[OBJECTIVE]: Render all the rows below as a numbered list, skipping any blank lines and leaving the pictures out of your answer.

-- -- --

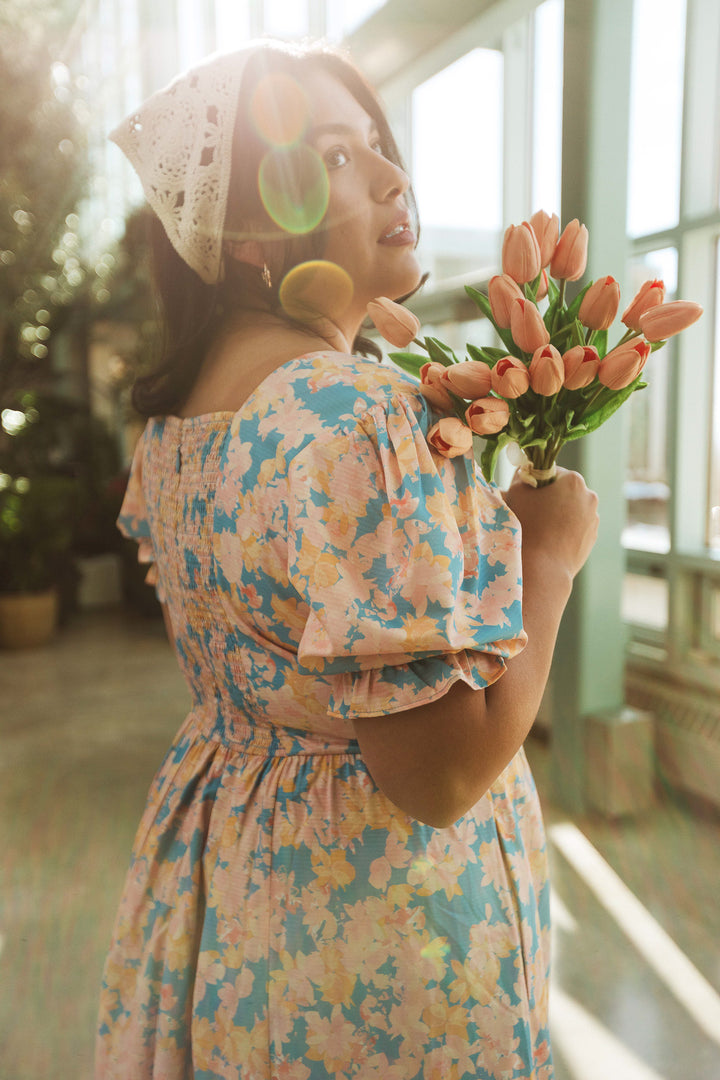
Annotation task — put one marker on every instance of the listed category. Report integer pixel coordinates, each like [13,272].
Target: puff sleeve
[134,524]
[408,563]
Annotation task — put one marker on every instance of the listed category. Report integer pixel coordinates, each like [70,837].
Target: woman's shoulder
[335,388]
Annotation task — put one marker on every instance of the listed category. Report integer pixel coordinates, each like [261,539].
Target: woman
[341,869]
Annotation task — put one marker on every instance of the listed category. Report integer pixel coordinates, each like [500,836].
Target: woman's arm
[436,760]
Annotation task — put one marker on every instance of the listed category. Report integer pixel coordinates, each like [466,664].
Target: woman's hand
[436,760]
[559,522]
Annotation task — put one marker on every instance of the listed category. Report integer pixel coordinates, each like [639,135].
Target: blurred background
[607,110]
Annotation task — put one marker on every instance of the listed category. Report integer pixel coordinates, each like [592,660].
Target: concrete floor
[85,721]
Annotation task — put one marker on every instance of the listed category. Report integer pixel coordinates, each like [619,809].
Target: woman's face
[367,228]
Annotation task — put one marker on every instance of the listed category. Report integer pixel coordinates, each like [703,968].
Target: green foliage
[43,172]
[36,531]
[59,491]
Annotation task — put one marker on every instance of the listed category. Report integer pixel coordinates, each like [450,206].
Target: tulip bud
[527,326]
[395,323]
[469,379]
[487,416]
[650,294]
[502,289]
[570,257]
[546,229]
[665,320]
[581,365]
[623,365]
[433,386]
[599,305]
[520,257]
[546,370]
[450,437]
[510,377]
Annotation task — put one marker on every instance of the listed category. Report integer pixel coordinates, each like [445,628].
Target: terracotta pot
[27,619]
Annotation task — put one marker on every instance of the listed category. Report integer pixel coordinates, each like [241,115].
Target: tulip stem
[591,401]
[559,305]
[627,335]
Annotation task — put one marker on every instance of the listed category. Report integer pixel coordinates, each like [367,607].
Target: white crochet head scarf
[179,142]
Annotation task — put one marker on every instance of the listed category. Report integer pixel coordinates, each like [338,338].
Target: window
[659,53]
[458,163]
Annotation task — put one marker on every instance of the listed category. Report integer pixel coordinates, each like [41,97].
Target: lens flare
[280,109]
[315,289]
[295,188]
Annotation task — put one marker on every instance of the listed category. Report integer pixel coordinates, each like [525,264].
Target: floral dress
[282,919]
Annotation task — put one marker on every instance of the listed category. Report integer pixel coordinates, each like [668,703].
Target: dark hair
[188,308]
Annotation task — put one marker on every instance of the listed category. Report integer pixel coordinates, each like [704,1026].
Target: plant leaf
[593,420]
[574,307]
[486,353]
[440,352]
[483,302]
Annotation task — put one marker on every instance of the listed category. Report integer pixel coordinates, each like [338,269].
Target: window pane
[644,601]
[286,18]
[457,164]
[547,115]
[714,516]
[647,490]
[343,16]
[659,38]
[232,24]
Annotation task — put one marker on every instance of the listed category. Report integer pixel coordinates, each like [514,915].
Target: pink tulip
[527,326]
[650,294]
[546,229]
[433,386]
[510,377]
[502,289]
[469,379]
[487,416]
[570,257]
[665,320]
[581,365]
[599,305]
[520,257]
[395,323]
[623,365]
[450,437]
[546,370]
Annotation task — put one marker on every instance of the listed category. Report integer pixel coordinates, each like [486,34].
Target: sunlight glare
[668,961]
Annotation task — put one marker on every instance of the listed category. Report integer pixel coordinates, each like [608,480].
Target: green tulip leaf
[493,445]
[553,292]
[486,353]
[574,307]
[605,409]
[481,301]
[440,352]
[600,342]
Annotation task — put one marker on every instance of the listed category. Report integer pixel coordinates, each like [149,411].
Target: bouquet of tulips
[555,379]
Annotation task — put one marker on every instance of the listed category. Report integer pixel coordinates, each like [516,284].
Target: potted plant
[36,540]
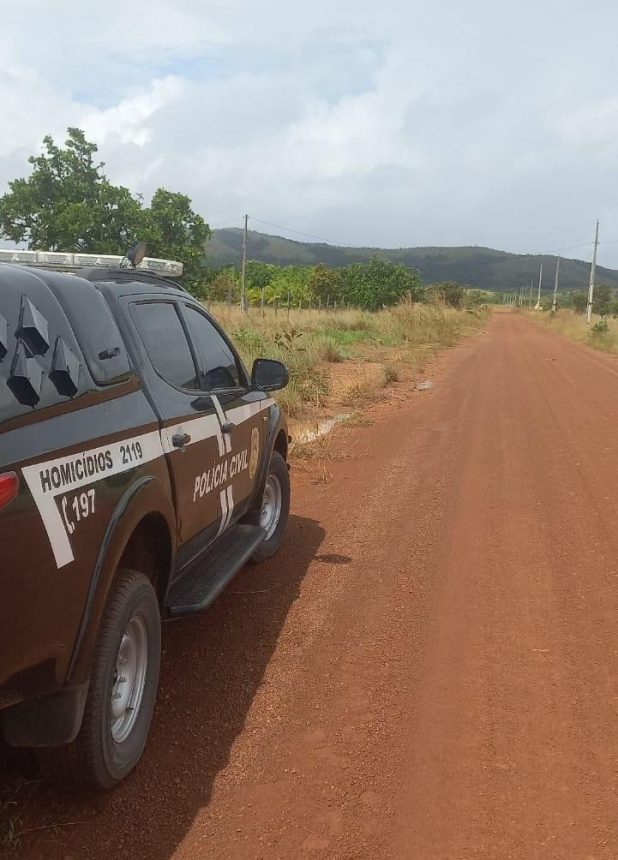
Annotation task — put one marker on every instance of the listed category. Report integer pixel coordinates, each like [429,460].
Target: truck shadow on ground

-- -- --

[FULL SOLUTION]:
1. Annotation task — put one marker on every instance of the listed category. Report integer pixel coordinates, each like [13,272].
2. Target: puff sleeve
3. [134,524]
4. [408,563]
5. Annotation task — put one marker on every instance of the listed category. Report integer pixel coordinates, each like [70,837].
6. Target: woman's shoulder
7. [335,388]
8. Annotation task — put one marker on every instance of the listed category. Report integer pixel coordinates, each like [261,539].
9. Target: woman
10. [341,869]
11. Annotation task — put one marker on every instance of the listed category. Report integer pixel coordinates, each like [500,836].
12. Target: woman's arm
13. [436,760]
14. Annotation task — put one marker on every instance of the listed category. Report integer pixel coordinates, each like [466,664].
15. Target: woman's hand
16. [436,760]
17. [559,522]
18. Annotation task — put one marker on every instance of the listed category. Report integer pixel coordinates, each like [639,135].
19. Target: blurred background
20. [607,110]
21. Annotation task — put one marker on every instance of the listed category. Report integer pixel coordinates, each like [592,660].
22. Target: concrete floor
23. [85,721]
24. Annotation task — put one marker on every instance of the listed category. Report integer pixel coordinates, each like [619,809].
25. Target: woman's face
26. [367,228]
27. Annotation task — put one marker on every instance of the listed category. Report integer pixel coordinates, each like [703,968].
28. Target: green foliage
29. [43,172]
30. [36,531]
31. [59,491]
32. Annotation task — put one marker on every instance of the listed category. Report integer pixel coordinates, each like [450,206].
33. Target: tulip bud
34. [527,326]
35. [395,323]
36. [469,379]
37. [487,416]
38. [650,294]
39. [502,289]
40. [570,257]
41. [546,229]
42. [665,320]
43. [581,365]
44. [623,365]
45. [433,386]
46. [599,305]
47. [520,257]
48. [546,370]
49. [450,437]
50. [510,377]
51. Annotation task — put one marker on every instance of the listed category. Report integer pixel coordinates, each like [445,628].
52. Target: terracotta pot
53. [27,619]
54. Annotation task — put one marker on every instance of the listed category. Report integer pixel coordinates, each like [241,115].
55. Target: tulip stem
56. [591,401]
57. [559,305]
58. [627,335]
59. Annotation task — put one marker on every instance of the listed category. Report integer pixel coordinates, each like [367,607].
60. Target: white crochet head scarf
61. [179,142]
62. Annotation task — put one marker on every instance of the listed category. Report integer pixel coordinates, each like [338,338].
63. Target: window
64. [659,53]
65. [458,163]
66. Annotation task — put one marker on every instance of the listed category. Report integer pixel coordinates, each like [41,97].
67. Target: lens flare
68. [280,109]
69. [315,289]
70. [295,188]
71. Annotation task — put one marker on every instance of the listed category. Report integer pixel coordinates, each like [525,264].
72. Target: floral dress
73. [282,919]
74. Annotation task — put one marker on every instance of the listed category. Report integer pixel coordinates, each like [668,703].
75. Target: dark hair
76. [188,308]
77. Annotation task — put one marker on every instance of the listed category. Report integer pixel coordinates, each like [704,1026].
78. Target: plant leaf
79. [593,420]
80. [574,307]
81. [486,353]
82. [440,352]
83. [483,302]
84. Annotation task — put one marker on every instance of the listed category. Report integer pixel coordinates, each like [338,269].
85. Target: window pane
86. [644,601]
87. [286,18]
88. [457,164]
89. [547,115]
90. [714,516]
91. [647,490]
92. [343,16]
93. [659,38]
94. [232,24]
95. Annotation task — put one marker on every instance of the listed category. Report integer pixel coordinates, each like [514,915].
96. Target: pink tulip
97. [527,326]
98. [650,294]
99. [546,229]
100. [433,386]
101. [510,377]
102. [502,289]
103. [469,379]
104. [487,416]
105. [570,257]
106. [665,320]
107. [581,365]
108. [599,305]
109. [520,257]
110. [395,323]
111. [623,365]
112. [450,437]
113. [546,370]
114. Annotation task — put one marker on every instance of the listed category. Report integer pixel coordinates, each like [486,34].
115. Target: sunlight glare
116. [668,961]
117. Annotation task — put one marker on every instance of the listed category. Report integer pixel coordinates, each like [608,480].
118. Target: green tulip leaf
119. [493,445]
120. [553,292]
121. [486,353]
122. [574,307]
123. [605,409]
124. [481,301]
125. [440,352]
126. [600,342]
127. Annotation task — put one marker on every instance of the listed category. Report integer pixel coordinates, each like [149,411].
128. Target: bouquet of tulips
129. [555,379]
130. Annotation task — put one marker on every instance of the listed category. Report integer pixel coordinates, each like [516,284].
131. Target: potted plant
132. [36,540]
133. Annotation task — put one marker on every instance of the listed category. Report integer pixel coordinates, each like [429,460].
134. Target: truck shadow on ground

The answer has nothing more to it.